-- BEGIN --

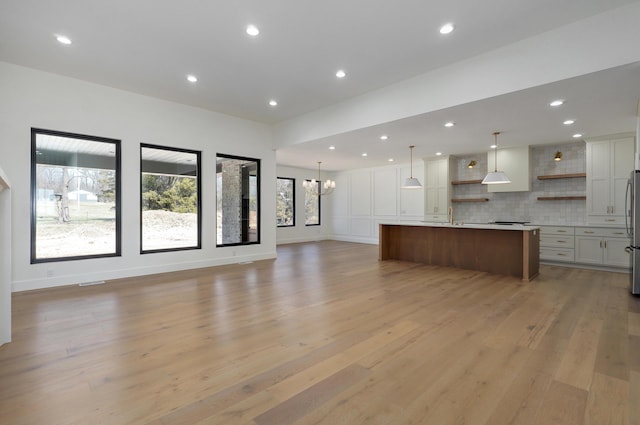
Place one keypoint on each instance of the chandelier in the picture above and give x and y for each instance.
(314, 185)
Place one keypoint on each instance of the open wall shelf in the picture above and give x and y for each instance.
(562, 176)
(455, 200)
(457, 182)
(562, 198)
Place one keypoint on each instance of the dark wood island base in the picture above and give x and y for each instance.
(513, 251)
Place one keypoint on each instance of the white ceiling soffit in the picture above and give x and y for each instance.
(601, 103)
(594, 44)
(399, 68)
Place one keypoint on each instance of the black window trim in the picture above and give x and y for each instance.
(293, 200)
(118, 207)
(199, 194)
(258, 188)
(319, 223)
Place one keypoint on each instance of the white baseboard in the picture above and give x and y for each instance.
(76, 279)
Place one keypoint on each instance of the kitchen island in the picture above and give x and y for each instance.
(502, 249)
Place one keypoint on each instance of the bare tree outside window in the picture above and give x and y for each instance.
(312, 205)
(75, 196)
(285, 202)
(170, 199)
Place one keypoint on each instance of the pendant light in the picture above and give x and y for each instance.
(314, 185)
(496, 177)
(411, 182)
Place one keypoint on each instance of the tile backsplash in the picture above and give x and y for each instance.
(524, 206)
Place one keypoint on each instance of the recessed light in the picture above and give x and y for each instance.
(63, 39)
(446, 28)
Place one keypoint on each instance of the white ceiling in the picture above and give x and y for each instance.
(149, 46)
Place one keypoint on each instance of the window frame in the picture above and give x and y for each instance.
(319, 186)
(198, 192)
(293, 201)
(258, 199)
(33, 209)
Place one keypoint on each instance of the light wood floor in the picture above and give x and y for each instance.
(326, 334)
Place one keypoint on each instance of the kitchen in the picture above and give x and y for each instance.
(560, 189)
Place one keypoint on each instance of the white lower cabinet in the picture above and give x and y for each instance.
(596, 246)
(602, 246)
(557, 244)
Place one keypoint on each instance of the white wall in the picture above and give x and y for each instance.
(593, 44)
(5, 259)
(32, 98)
(300, 232)
(371, 196)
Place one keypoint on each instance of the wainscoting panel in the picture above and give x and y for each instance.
(385, 183)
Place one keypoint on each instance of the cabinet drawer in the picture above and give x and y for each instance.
(556, 230)
(602, 232)
(557, 241)
(557, 254)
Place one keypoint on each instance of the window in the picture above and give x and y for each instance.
(237, 200)
(170, 214)
(312, 204)
(75, 196)
(285, 202)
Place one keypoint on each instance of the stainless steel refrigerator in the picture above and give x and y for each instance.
(632, 221)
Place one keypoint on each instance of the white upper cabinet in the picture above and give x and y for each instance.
(516, 164)
(436, 189)
(609, 164)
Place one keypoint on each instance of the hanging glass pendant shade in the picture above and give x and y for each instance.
(496, 177)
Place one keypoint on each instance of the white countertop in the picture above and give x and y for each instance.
(518, 227)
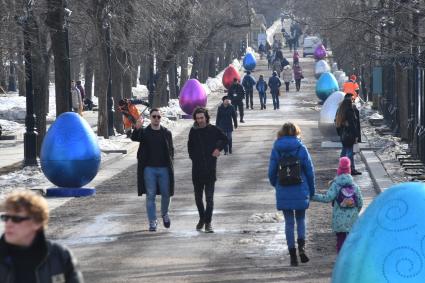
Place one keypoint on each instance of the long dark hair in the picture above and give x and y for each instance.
(341, 113)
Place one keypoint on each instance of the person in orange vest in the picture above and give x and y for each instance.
(130, 113)
(352, 86)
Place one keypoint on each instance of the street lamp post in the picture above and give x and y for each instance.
(30, 136)
(67, 14)
(109, 101)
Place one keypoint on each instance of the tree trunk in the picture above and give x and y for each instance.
(55, 20)
(117, 86)
(88, 74)
(183, 69)
(172, 80)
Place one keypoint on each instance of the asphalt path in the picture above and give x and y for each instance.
(108, 233)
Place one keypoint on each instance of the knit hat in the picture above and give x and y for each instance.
(344, 166)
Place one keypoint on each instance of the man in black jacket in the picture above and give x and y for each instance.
(225, 114)
(155, 174)
(25, 254)
(236, 93)
(204, 146)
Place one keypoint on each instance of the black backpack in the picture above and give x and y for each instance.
(290, 169)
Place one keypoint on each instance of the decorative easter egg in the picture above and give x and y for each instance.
(192, 95)
(320, 52)
(249, 62)
(70, 154)
(327, 116)
(229, 74)
(387, 243)
(321, 67)
(326, 85)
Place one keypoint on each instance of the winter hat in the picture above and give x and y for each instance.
(344, 166)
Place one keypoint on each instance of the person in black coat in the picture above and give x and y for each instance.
(236, 93)
(155, 174)
(204, 146)
(25, 253)
(348, 127)
(225, 114)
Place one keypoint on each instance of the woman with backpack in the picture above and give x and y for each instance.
(346, 122)
(291, 173)
(346, 199)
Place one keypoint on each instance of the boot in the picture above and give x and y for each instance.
(293, 255)
(301, 250)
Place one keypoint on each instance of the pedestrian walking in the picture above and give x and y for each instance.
(248, 83)
(155, 173)
(77, 102)
(298, 74)
(347, 201)
(347, 125)
(274, 85)
(204, 146)
(261, 87)
(226, 118)
(287, 76)
(25, 253)
(236, 93)
(291, 173)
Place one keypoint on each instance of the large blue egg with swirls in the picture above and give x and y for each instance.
(249, 62)
(387, 243)
(70, 154)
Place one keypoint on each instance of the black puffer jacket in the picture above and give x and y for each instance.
(57, 265)
(138, 135)
(201, 144)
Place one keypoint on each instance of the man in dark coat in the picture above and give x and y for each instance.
(155, 174)
(225, 114)
(236, 93)
(248, 83)
(25, 254)
(204, 146)
(274, 85)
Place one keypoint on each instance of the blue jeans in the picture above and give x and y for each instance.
(275, 98)
(263, 98)
(228, 147)
(290, 223)
(156, 177)
(348, 151)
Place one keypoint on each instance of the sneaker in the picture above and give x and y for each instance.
(200, 225)
(166, 221)
(152, 226)
(208, 228)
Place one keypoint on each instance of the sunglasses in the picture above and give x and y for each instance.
(14, 218)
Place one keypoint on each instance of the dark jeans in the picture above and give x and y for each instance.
(239, 105)
(298, 84)
(340, 239)
(348, 151)
(228, 147)
(249, 98)
(292, 216)
(276, 103)
(263, 98)
(205, 214)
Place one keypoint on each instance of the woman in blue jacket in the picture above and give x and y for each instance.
(293, 200)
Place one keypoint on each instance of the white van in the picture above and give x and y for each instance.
(310, 44)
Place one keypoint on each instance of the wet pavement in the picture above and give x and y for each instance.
(108, 232)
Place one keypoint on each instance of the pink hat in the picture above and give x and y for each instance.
(344, 166)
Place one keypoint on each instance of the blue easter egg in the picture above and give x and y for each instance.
(387, 243)
(249, 62)
(326, 85)
(70, 154)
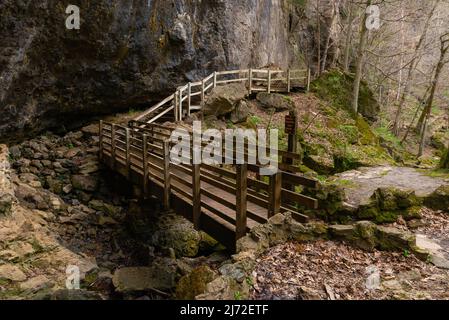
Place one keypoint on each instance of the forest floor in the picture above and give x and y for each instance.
(330, 270)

-- END --

YOUR OBJECTIVE: Rewrite the listing above with every "keypoint" changed to "marker" and nothing else altered, leaving out the pictures.

FINISHED ANSWER:
Place one marker on each instance of the chandelier in the picture above and give x and y for each instance.
(314, 185)
Place one marker on each instance of the open wall shelf in the picture above and give x and y for each instance.
(562, 176)
(455, 200)
(457, 182)
(562, 198)
Place one marker on each instance of the dark wood island base in the picture above and give x and y for each instance.
(513, 251)
Place one marker on each instance of the white ceiling soffit in the picture above and give x and y for each instance.
(601, 103)
(594, 44)
(399, 68)
Place one marker on each instance of the black window trim in the picture above and give x and y for each instance.
(293, 200)
(118, 207)
(199, 194)
(258, 188)
(319, 223)
Place one marker on each instance of the white baseboard in the picture above and give x and y for each instance.
(76, 279)
Place one marker on each instance of the kitchen island in the picture above and give x and y for each instance.
(502, 249)
Place one marker on each instance of the bare tree outside window in the picture above and give x and y for each instance.
(312, 205)
(75, 196)
(285, 202)
(170, 199)
Place one marker on each instance of the pendant light in the picture above and give x and y for each instance.
(314, 185)
(496, 177)
(411, 182)
Place one marker on each instance of the tile backsplash in the picture above and give x and y for each instance.
(524, 206)
Place one marker on each instance of the recessed light in the picture above and give x and y for each instance.
(63, 39)
(446, 28)
Place one marker on each instance of the white ceiling in the picture above and give x and y for each instance.
(149, 46)
Place one marker on each instance of the window frame in the picture above and give x and y for each instance.
(319, 186)
(198, 192)
(293, 201)
(258, 199)
(33, 209)
Place one marker on each instance of the light wood floor in the picture above and give x and y for each instance.
(326, 334)
Place one marker on each instance of the kitchen in the picture above and give x and y for each instance.
(560, 189)
Place one marker on each instance of the white lower cabinet in the picture above and give x and y for each instance.
(596, 246)
(602, 246)
(557, 244)
Place one marker on each instance of the white wall in the picture above and give x and y for each instance.
(593, 44)
(5, 259)
(32, 98)
(300, 232)
(371, 196)
Place one marker on each instance of the wainscoting panel in the picture above and give x and y for each instance.
(385, 183)
Place one marker on each instance of the cabinet drawer in the picture above and give x and y for each instance.
(556, 230)
(602, 232)
(557, 241)
(557, 254)
Place one marker on each instance of the window in the picture above and give x and y for each instance.
(237, 200)
(170, 214)
(312, 204)
(75, 196)
(285, 202)
Place one marker on each instance of the stainless steel refrigerator in the picture above and give x and y for each instance.
(632, 221)
Place one marker on each instance of the white upper cabinet in the picture above and give x and y for each instance.
(516, 164)
(436, 189)
(609, 164)
Place one marker on each instance of the hanging glass pendant shade in the picture above and give x and y for each instance.
(496, 177)
Place one marker on each instance of the white countertop in the picture above and give x and y for each instance.
(518, 227)
Place one marker on each instance of the long dark hair in the picture above and give x and y for each instance.
(341, 113)
Place one marker on each instance of the person in orange vest in the picture above and give x and y for each instance.
(130, 113)
(352, 86)
Place one marker on each instance of the street lamp post in the picture above and give x and y for each instance.
(30, 136)
(67, 14)
(109, 101)
Place one marker on each instance of the tree trunk in the picture above and give x and y for each instance.
(55, 20)
(117, 86)
(88, 74)
(183, 69)
(172, 80)
Place one marker on each instance of the asphalt path in the picture above and give x and y for each instance.
(108, 233)
Place one marker on each instance of the knit hat in the picture above and give x and y for each instance.
(344, 166)
Place one marker on each instance of the man in black jacket in the picture above and give x and y for each instance.
(225, 114)
(155, 174)
(25, 254)
(236, 93)
(204, 146)
Place one marker on each instance of the black backpack in the picture above and give x and y for each instance.
(290, 169)
Place one marker on each instance of the decorative easter egg in the picture above and give x and y for each instance.
(192, 95)
(320, 52)
(249, 62)
(70, 154)
(327, 116)
(229, 74)
(387, 243)
(321, 67)
(326, 85)
Place one marker on each instance of the winter hat in the picture above and give x and y for each instance.
(344, 166)
Place one marker on each instance of the person in black coat in the picture above and give x and y for each instance.
(236, 93)
(155, 174)
(204, 146)
(25, 253)
(348, 127)
(225, 114)
Place one marker on each instance of the woman with backpack in the picture above and give x and y for each instance.
(346, 122)
(291, 173)
(346, 199)
Place one marker on each instance of the boot in the picture above and give x and y for each instance.
(293, 255)
(301, 250)
Place one marker on each instance of the pedestrian walking in the picture above and give x and y for each instance.
(248, 83)
(155, 173)
(77, 102)
(298, 74)
(347, 201)
(347, 125)
(274, 85)
(204, 146)
(261, 87)
(226, 118)
(287, 76)
(25, 253)
(236, 93)
(291, 173)
Place one marker on each instance of the large blue egg with swirls in the picture above and give x and y for each instance.
(249, 62)
(387, 243)
(70, 154)
Place one marker on each instance of the black puffer jacket in the picture above and give x and y for each instance.
(57, 265)
(138, 135)
(201, 144)
Place one marker on each instance of the man in dark coat in the picture above and give x and y for each instance.
(155, 174)
(225, 114)
(236, 93)
(248, 83)
(25, 254)
(204, 146)
(274, 85)
Place one marker on each instance of the blue jeans in the picture above and give x and y for each instance.
(275, 98)
(263, 98)
(228, 147)
(290, 223)
(156, 177)
(348, 151)
Place one marker on each instance of the sneaker in the picture above and give x and y for each instance.
(200, 225)
(166, 221)
(152, 226)
(208, 228)
Place one marker on each instance of the sunglasses in the picture above and give x and y for each instance.
(14, 218)
Place one marker on each instance of the dark jeans in the picture above and give x and y for each instance.
(239, 105)
(298, 84)
(340, 239)
(348, 151)
(228, 147)
(249, 98)
(292, 216)
(276, 103)
(263, 98)
(205, 214)
Place one marker on each instance of the woman in blue jacket in the picture above and give x and y for each instance.
(293, 200)
Place one marker on each instance of the white van in the picture above and give x and y for each instance.
(310, 44)
Place one marker on each instance of the wet pavement in the picture above and give x and y for each instance.
(108, 232)
Place one marker on each instance of the pink hat in the picture above and give x and y for each instance.
(344, 166)
Place one marker on each instance of the blue easter egg in the picture above and give x and y for each instance.
(387, 243)
(249, 62)
(326, 85)
(70, 154)
Place one marker on each instance of the forest floor in the picture above and give x and y for each instance.
(330, 270)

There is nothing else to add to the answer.